• _GIVEN EXERCISE_
List each line of the items below that contains the word "photo".

• _RAW RECORDS_
----
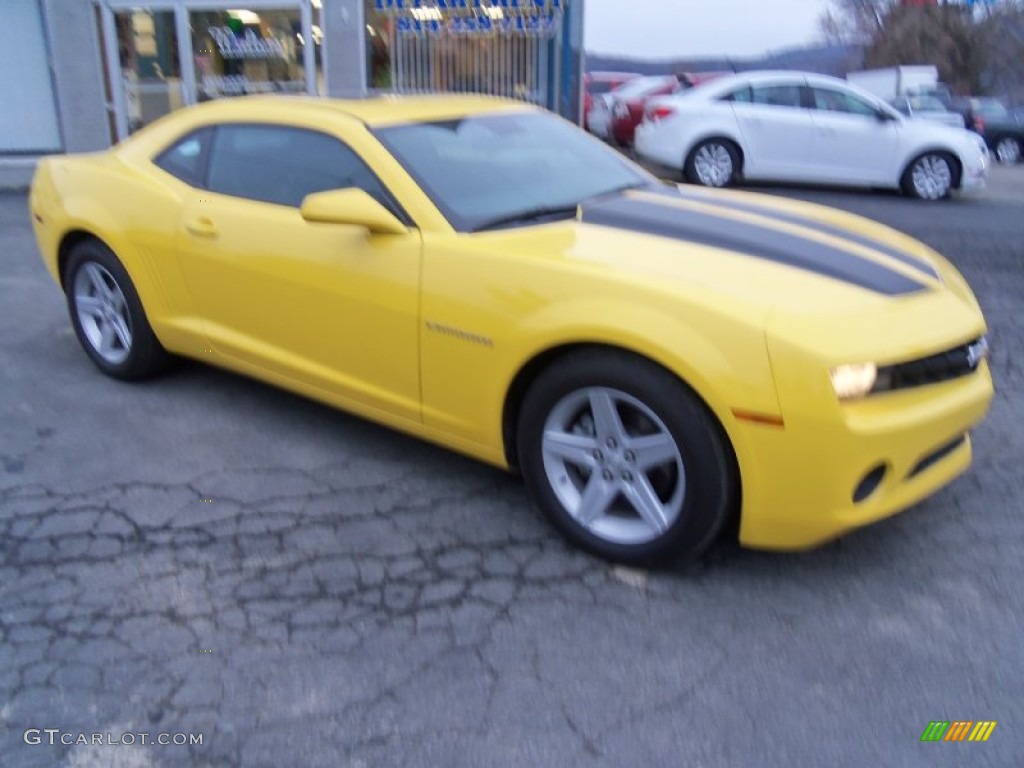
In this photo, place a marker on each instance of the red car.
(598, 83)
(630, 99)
----
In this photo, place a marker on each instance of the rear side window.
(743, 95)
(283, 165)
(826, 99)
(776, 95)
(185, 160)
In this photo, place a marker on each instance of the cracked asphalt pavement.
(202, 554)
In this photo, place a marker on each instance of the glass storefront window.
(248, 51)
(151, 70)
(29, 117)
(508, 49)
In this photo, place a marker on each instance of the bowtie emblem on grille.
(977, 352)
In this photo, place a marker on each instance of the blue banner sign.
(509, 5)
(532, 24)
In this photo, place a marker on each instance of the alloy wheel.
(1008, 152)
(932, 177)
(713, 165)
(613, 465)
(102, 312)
----
• _FINISHED ANSWER_
In this photo, place a marker on each instance of the red car.
In this photo, place a marker on each instance of the rear side window.
In this photo, place a marker on each instance of the cracked asphalt pavement.
In this photo, place a marker on each instance of the glass storefront window.
In this photo, place a marker on each instance of the bowtie emblem on grille.
In this photo, place a marker on each instance of the blue banner sign.
In this photo, place a marker on each instance of the alloy wheel.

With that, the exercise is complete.